*** Text shown ***
While rosemary favors somewhat dry soil, it’s essential to water it periodically, especially during dry spells. For indoor cultivation, allow the soil to become slightly dry before watering. A simple test is to insert a finger into the potting soil; if the soil sticks to your finger, delay watering for a day or two before rechecking.

How do I know when rosemary needs watering?

To determine if your rosemary plant needs watering, watch for these signs:

  • Dry Soil: The top inch of the soil should be dry to the touch. Just insert your finger into the soil. If it appears dry at a depth of about 2-3 inches, it is time to water.
  • Wilting Leaves: If the leaves begin to droop or wilt, this can be a sign that the plant needs water. However, be cautious, as wilting can also indicate overwatering or root problems.
  • Discoloration: Healthy rosemary leaves are a vibrant green. If they start to turn yellow or brown, especially at the tips, this could be a sign of dehydration.
*** Recorded information ***
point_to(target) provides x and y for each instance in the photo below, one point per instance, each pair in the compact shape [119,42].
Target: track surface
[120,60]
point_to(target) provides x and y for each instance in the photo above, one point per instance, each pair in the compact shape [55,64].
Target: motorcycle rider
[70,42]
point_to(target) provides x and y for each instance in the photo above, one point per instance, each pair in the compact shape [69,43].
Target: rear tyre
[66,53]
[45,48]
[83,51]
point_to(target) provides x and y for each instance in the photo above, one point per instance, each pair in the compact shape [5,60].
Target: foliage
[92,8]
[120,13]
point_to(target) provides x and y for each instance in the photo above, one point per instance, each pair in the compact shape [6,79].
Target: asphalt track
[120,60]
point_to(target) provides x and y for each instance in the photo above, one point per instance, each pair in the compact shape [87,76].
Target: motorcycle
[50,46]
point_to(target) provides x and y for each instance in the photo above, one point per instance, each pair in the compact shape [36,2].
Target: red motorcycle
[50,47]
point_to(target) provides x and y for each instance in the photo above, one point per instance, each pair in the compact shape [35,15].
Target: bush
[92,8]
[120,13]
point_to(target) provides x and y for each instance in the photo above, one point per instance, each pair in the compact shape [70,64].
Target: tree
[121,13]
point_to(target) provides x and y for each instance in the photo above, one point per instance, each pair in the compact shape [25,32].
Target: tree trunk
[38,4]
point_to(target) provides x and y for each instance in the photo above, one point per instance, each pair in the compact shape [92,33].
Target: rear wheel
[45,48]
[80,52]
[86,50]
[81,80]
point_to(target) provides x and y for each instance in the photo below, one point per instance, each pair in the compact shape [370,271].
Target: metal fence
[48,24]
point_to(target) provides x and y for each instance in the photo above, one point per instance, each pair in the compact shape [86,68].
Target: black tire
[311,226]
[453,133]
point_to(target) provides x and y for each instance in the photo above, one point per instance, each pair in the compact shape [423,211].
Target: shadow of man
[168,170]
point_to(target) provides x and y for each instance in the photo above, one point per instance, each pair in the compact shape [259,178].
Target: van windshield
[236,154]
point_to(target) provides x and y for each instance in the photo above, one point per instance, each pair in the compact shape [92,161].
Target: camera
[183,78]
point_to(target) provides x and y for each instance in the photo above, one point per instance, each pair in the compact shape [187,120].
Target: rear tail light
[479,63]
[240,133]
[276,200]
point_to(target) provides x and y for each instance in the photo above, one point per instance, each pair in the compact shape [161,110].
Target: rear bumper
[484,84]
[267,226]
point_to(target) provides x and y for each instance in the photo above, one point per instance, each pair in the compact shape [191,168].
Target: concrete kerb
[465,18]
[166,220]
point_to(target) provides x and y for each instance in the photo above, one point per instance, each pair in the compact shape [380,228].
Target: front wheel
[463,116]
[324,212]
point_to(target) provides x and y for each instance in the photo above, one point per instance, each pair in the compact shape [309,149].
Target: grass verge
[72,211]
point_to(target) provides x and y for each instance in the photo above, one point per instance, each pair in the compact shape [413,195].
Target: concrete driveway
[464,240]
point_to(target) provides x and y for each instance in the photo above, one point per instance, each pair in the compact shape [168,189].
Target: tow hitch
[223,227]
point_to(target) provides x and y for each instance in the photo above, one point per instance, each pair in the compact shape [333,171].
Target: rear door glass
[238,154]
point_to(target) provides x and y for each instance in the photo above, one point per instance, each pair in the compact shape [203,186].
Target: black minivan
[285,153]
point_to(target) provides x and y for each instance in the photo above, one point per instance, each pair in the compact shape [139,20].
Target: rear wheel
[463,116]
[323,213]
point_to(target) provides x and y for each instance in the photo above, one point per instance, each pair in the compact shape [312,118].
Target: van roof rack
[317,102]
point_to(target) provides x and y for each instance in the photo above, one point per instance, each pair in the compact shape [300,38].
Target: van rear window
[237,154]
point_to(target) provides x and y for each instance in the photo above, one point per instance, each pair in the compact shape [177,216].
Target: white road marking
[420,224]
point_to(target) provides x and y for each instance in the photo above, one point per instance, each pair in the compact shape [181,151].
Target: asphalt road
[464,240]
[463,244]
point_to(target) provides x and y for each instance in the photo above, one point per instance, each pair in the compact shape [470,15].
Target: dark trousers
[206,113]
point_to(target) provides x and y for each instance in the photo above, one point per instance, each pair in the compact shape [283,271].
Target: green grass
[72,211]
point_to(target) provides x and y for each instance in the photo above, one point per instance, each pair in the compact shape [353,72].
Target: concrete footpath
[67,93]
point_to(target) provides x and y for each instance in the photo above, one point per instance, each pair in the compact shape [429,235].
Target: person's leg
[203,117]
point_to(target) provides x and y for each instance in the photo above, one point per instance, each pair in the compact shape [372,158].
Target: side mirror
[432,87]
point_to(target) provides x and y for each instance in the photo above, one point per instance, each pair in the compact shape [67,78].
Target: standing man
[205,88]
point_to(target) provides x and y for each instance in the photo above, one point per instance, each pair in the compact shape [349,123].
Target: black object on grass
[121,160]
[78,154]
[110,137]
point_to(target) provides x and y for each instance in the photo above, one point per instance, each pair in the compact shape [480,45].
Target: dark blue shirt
***
▶ [Prompt A]: Say whether each statement below agrees with the rosemary watering text, answering yes or no and quoting the deciding words. (i) Indoor rosemary should have its soil turn slightly dry before it is watered. (ii) Wilting leaves always mean the plant needs more water. (iii) Healthy rosemary leaves are a vibrant green.
▶ [Prompt B]: From the rosemary watering text, copy the passage that begins at the words "How do I know" and stops after "or root problems.".

▶ [Exercise result A]:
(i) Yes: "allow the soil to become slightly dry before watering."
(ii) No: "wilting can also indicate overwatering or root problems."
(iii) Yes: "Healthy rosemary leaves are a vibrant green."

▶ [Exercise result B]:
How do I know when rosemary needs watering?

To determine if your rosemary plant needs watering, watch for these signs:

  • Dry Soil: The top inch of the soil should be dry to the touch. Just insert your finger into the soil. If it appears dry at a depth of about 2-3 inches, it is time to water.
  • Wilting Leaves: If the leaves begin to droop or wilt, this can be a sign that the plant needs water. However, be cautious, as wilting can also indicate overwatering or root problems.